>> start Records shown

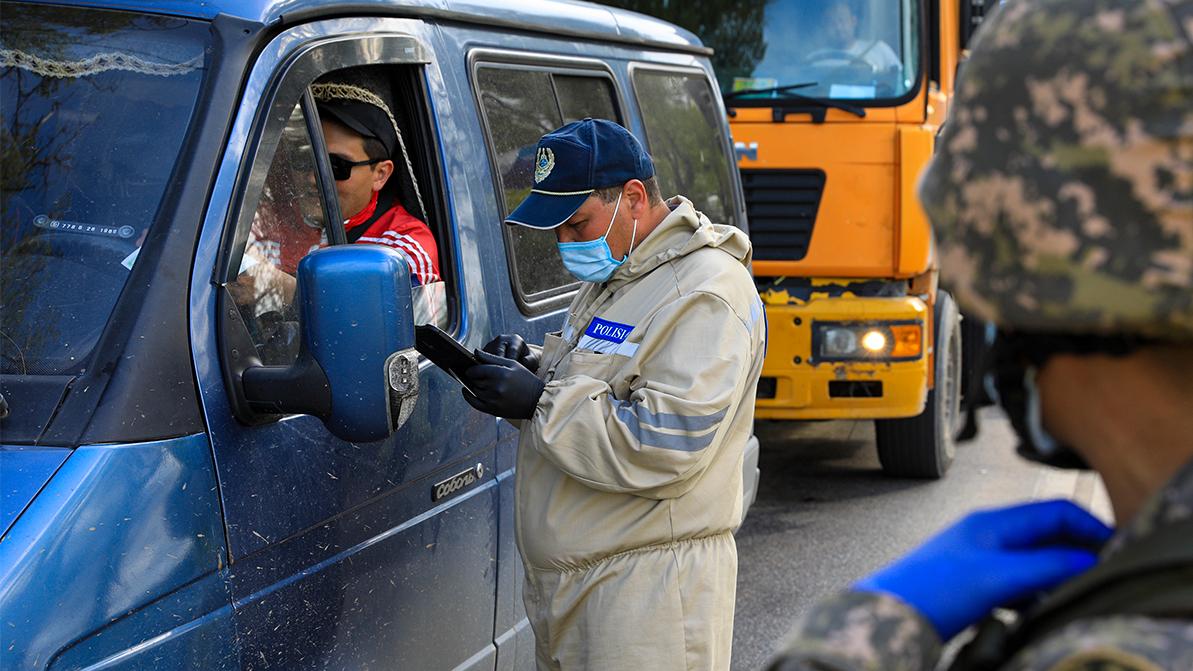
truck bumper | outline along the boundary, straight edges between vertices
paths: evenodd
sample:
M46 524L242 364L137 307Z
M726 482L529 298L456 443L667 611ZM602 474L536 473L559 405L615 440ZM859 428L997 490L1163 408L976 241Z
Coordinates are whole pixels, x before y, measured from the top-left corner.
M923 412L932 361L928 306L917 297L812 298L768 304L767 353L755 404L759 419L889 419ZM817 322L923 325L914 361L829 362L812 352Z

>> end Records shown

▶ **What the task asks**
Retype every line of the records above verbatim, leaving the pictures out.

▶ **Task answer**
truck bumper | outline along the boundary, straight edges between vertices
paths: evenodd
sample:
M46 524L242 364L137 307Z
M726 482L529 298L456 443L667 611ZM602 474L536 473L559 405L615 440ZM859 428L997 490L1163 408L976 241Z
Coordinates are whole pixels, x before y, measured from the top-left corner.
M923 412L932 361L928 306L917 297L812 298L768 304L767 353L755 404L759 419L889 419ZM817 322L923 325L914 361L829 362L812 352Z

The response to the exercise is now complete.